* WHAT NEEDS TO BE DONE *
Find each line in the records below that contains the word "drawer", and copy it out.

Saved entries

>>>

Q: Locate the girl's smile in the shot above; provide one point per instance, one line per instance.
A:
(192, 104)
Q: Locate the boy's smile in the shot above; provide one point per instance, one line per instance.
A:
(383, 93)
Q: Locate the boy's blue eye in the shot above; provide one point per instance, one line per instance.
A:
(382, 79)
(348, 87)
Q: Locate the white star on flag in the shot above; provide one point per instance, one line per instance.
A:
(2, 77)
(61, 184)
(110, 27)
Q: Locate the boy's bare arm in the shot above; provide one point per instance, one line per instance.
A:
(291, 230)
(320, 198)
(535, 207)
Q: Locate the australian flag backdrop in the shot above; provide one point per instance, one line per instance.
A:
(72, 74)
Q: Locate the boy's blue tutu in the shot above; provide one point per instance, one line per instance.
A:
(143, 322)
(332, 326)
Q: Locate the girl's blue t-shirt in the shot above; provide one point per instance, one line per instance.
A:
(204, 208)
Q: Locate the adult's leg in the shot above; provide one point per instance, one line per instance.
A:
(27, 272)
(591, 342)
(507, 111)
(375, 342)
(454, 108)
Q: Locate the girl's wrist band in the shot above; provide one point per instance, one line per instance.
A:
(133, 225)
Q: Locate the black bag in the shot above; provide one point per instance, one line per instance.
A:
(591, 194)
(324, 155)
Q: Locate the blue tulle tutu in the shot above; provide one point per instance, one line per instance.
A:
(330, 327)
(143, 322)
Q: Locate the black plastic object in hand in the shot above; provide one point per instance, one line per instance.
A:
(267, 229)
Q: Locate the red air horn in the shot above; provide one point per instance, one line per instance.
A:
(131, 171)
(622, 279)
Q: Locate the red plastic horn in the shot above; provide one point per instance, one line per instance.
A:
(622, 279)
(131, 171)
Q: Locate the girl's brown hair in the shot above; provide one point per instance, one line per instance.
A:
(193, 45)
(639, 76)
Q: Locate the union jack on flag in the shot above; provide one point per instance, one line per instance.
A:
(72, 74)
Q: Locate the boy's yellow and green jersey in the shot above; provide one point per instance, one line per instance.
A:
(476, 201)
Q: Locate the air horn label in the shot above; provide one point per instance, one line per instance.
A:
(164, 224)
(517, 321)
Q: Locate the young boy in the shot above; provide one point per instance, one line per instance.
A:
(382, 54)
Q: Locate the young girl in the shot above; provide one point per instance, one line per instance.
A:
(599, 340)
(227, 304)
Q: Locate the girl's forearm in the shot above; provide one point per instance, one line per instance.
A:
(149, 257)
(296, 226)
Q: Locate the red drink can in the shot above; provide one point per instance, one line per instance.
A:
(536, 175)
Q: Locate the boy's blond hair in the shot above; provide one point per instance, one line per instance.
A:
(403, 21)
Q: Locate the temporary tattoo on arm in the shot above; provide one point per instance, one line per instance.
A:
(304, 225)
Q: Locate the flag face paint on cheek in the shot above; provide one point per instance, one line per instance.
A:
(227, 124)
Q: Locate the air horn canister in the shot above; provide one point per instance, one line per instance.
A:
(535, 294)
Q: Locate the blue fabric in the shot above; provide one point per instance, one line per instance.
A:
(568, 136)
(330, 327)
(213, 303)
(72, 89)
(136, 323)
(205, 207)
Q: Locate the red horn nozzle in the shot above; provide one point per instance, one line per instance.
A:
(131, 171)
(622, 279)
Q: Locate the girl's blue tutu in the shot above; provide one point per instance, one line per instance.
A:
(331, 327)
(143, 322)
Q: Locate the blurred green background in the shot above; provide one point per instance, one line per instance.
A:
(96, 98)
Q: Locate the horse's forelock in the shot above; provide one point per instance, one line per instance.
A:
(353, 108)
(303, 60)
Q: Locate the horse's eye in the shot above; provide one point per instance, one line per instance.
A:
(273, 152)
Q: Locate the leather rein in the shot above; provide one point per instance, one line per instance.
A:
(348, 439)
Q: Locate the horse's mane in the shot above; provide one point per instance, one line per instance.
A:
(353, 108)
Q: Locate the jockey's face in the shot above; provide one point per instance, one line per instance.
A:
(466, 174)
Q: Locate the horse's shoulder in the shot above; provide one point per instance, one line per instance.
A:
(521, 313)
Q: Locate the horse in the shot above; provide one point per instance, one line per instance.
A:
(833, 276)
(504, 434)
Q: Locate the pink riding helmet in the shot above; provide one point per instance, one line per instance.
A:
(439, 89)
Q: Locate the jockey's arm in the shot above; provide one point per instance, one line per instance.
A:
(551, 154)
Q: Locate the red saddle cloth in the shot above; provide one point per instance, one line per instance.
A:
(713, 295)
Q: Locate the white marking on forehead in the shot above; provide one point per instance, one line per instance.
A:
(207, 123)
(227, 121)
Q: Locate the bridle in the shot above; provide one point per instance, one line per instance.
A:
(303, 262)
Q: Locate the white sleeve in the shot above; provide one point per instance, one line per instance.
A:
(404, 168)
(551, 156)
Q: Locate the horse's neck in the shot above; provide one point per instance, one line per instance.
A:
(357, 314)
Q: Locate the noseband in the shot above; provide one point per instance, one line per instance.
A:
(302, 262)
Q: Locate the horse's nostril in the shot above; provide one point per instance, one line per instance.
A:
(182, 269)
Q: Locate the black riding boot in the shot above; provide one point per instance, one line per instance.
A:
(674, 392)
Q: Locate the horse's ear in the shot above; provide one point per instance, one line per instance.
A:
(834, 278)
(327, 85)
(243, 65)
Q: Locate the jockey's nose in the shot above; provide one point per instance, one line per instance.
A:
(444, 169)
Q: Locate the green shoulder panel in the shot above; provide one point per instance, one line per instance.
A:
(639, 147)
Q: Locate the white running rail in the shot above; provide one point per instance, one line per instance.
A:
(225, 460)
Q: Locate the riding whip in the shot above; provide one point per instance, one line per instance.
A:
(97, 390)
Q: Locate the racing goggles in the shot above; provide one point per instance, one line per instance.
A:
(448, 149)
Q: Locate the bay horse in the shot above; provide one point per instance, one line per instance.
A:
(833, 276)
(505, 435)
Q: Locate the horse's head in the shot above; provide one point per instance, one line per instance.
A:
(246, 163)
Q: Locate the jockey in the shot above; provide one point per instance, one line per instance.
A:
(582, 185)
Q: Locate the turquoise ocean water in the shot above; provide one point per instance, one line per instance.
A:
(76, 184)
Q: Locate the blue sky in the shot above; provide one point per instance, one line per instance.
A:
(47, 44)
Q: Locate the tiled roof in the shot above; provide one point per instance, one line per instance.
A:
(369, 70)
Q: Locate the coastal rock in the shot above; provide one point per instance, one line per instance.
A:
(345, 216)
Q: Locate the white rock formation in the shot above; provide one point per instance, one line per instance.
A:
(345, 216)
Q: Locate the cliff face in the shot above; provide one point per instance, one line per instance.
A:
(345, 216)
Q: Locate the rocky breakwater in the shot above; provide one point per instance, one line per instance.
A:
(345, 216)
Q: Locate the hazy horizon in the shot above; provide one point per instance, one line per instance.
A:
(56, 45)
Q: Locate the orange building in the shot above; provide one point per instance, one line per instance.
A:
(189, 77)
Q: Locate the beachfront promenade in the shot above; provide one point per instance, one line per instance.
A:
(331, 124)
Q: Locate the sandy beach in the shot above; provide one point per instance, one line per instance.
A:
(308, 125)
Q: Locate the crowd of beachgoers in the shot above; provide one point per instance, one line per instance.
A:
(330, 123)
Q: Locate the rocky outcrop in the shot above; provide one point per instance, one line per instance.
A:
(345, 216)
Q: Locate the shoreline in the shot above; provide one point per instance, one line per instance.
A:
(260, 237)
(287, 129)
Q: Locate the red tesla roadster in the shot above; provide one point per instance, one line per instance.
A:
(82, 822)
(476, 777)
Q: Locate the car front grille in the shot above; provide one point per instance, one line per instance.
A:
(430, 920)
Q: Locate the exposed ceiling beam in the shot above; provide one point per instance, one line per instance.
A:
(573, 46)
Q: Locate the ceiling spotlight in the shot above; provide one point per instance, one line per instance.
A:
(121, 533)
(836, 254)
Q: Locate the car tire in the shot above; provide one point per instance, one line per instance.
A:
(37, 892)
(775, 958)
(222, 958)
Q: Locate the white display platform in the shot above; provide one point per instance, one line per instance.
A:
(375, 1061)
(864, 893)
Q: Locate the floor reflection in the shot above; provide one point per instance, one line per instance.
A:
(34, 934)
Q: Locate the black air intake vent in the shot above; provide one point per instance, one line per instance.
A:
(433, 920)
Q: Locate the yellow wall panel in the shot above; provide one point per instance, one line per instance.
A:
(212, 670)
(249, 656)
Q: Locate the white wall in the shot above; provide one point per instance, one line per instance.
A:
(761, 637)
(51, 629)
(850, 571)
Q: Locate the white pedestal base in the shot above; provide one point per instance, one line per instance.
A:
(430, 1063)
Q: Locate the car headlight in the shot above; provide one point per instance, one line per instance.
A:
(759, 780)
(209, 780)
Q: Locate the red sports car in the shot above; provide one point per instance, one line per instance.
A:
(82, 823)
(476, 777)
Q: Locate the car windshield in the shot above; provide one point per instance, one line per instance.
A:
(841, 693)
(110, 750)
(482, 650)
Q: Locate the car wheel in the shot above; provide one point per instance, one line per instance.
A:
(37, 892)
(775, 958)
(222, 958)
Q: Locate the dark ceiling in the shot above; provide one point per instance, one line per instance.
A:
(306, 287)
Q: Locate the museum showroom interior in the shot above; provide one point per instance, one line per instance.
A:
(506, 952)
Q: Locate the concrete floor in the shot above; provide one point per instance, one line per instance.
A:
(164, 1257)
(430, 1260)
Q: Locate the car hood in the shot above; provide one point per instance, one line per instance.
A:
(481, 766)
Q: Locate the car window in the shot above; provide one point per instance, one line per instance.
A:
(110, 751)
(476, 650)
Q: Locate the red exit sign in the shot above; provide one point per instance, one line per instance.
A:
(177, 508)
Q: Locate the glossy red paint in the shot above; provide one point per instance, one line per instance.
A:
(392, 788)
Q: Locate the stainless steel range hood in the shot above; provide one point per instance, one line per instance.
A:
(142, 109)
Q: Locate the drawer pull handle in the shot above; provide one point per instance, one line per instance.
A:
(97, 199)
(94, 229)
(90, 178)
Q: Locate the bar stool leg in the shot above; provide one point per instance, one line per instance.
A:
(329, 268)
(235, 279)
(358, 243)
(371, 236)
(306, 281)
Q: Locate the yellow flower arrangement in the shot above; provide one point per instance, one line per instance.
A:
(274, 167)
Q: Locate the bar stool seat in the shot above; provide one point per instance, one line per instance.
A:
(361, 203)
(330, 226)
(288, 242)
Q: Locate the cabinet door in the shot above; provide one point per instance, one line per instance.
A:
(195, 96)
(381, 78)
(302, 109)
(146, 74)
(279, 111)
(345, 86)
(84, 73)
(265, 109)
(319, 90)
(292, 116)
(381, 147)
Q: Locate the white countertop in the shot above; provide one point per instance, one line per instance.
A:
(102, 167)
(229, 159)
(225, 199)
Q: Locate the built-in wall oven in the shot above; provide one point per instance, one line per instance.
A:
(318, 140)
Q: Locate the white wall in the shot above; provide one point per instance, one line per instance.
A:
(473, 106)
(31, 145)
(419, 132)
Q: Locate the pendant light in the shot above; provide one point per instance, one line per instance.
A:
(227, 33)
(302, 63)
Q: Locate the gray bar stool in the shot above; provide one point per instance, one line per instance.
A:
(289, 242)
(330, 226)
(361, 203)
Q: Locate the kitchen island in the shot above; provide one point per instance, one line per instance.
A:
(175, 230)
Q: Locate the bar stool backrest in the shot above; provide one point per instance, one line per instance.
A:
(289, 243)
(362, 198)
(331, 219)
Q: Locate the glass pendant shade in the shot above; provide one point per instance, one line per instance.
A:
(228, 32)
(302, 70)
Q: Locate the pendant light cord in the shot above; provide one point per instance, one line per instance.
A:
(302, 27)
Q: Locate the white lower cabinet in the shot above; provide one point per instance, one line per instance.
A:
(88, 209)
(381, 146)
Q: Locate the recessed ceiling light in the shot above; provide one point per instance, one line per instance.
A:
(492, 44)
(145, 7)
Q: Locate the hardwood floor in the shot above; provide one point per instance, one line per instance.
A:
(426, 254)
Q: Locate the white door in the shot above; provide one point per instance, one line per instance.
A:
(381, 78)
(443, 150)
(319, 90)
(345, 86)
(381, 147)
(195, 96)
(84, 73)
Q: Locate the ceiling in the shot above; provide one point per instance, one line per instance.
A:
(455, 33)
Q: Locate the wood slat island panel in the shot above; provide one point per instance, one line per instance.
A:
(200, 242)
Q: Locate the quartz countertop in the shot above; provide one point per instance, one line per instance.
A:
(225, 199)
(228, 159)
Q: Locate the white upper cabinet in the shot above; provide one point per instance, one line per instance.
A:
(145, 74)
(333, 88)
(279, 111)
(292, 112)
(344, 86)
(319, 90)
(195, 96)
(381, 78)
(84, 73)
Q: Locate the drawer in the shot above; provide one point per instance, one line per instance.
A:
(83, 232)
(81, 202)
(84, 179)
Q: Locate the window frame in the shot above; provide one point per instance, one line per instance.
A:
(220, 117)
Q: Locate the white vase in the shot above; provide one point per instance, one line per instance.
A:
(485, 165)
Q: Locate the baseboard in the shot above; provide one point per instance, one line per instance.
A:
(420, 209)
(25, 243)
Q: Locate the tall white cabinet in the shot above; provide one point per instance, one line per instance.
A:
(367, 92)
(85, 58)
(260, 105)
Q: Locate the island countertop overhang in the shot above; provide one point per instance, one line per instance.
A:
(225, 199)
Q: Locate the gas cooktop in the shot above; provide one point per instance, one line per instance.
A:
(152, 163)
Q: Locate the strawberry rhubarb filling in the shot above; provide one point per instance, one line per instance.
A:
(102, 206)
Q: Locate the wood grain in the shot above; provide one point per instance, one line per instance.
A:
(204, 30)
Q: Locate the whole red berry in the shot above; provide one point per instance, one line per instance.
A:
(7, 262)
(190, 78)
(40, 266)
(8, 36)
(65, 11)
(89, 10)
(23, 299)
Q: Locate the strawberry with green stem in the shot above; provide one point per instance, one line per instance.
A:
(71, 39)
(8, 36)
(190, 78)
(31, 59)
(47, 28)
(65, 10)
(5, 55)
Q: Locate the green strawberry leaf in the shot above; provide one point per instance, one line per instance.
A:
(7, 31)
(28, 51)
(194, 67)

<<<

* RESULT FOR THIS TASK *
Q: Locate the drawer pull handle in the shot above; provide one point per instance, one line per instance.
Q: Locate the drawer in the shot above; provide one point per instance, one line per instance.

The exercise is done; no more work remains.